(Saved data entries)
*** Begin section ***

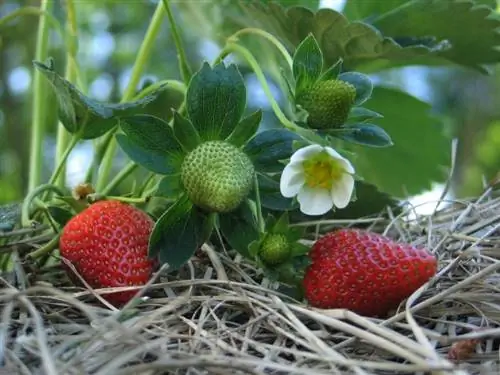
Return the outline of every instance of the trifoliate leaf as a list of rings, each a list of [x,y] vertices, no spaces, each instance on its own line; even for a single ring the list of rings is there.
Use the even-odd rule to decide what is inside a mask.
[[[397,103],[397,105],[394,105]],[[377,123],[394,143],[388,148],[346,144],[353,163],[368,183],[396,197],[419,194],[447,177],[451,141],[429,104],[391,88],[375,87],[366,107],[384,114]]]
[[[182,196],[156,222],[149,238],[149,256],[168,263],[169,270],[184,265],[207,240],[212,218],[198,212]]]
[[[331,133],[346,142],[370,147],[389,147],[392,140],[380,126],[367,123],[349,124]]]
[[[295,50],[293,55],[293,76],[302,81],[300,90],[312,85],[323,71],[323,54],[314,35],[309,34]],[[298,90],[298,91],[300,91]]]
[[[184,152],[192,151],[201,143],[200,135],[191,121],[174,111],[174,135]]]
[[[182,194],[182,192],[183,189],[181,184],[181,175],[179,173],[179,174],[164,176],[160,180],[160,183],[158,184],[158,188],[156,189],[154,196],[173,199],[179,197]]]
[[[342,13],[350,20],[370,20],[374,17],[380,17],[400,5],[408,3],[411,0],[349,0],[345,2]]]
[[[339,75],[338,79],[350,83],[356,89],[354,105],[361,105],[370,99],[373,91],[373,84],[368,76],[358,72],[348,72]]]
[[[292,144],[300,137],[286,129],[269,129],[258,133],[245,146],[244,151],[253,161],[257,172],[281,172],[280,161],[293,153]]]
[[[122,118],[120,128],[127,140],[117,139],[130,159],[156,173],[179,172],[184,152],[165,121],[150,115],[135,115]]]
[[[319,77],[320,81],[337,79],[340,72],[342,71],[342,62],[343,60],[339,58],[335,64],[325,70]]]
[[[233,249],[244,257],[250,256],[248,246],[259,239],[259,231],[248,200],[234,211],[219,214],[219,228]]]
[[[236,65],[220,63],[212,68],[205,62],[193,75],[186,106],[202,141],[226,139],[239,123],[245,105],[245,83]]]
[[[33,62],[45,78],[52,84],[58,103],[58,115],[61,123],[72,134],[78,133],[83,139],[94,139],[111,130],[117,119],[140,112],[156,100],[165,89],[160,86],[151,94],[128,103],[101,103],[89,98],[54,70],[54,66]]]
[[[377,59],[399,61],[425,56],[445,45],[437,42],[431,47],[417,45],[402,48],[374,27],[362,22],[349,22],[332,9],[313,12],[304,7],[285,8],[275,2],[263,4],[259,1],[247,1],[241,8],[242,15],[237,18],[240,28],[262,28],[292,50],[312,32],[327,66],[342,58],[344,68],[349,70]],[[236,20],[232,21],[236,24]]]
[[[446,40],[451,48],[433,55],[460,65],[484,70],[500,61],[500,16],[472,0],[413,0],[372,23],[387,37]]]
[[[262,110],[259,109],[242,119],[226,141],[236,147],[244,146],[257,133],[261,120]]]
[[[276,221],[276,223],[274,223],[270,232],[271,233],[287,234],[289,229],[290,229],[290,220],[288,217],[288,211],[285,211],[281,214],[281,216]]]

*** End section ***

[Problem requirements] Across the data shown above, how many lines carry the string "even"? Reply with the figure by itself.

[Result] 2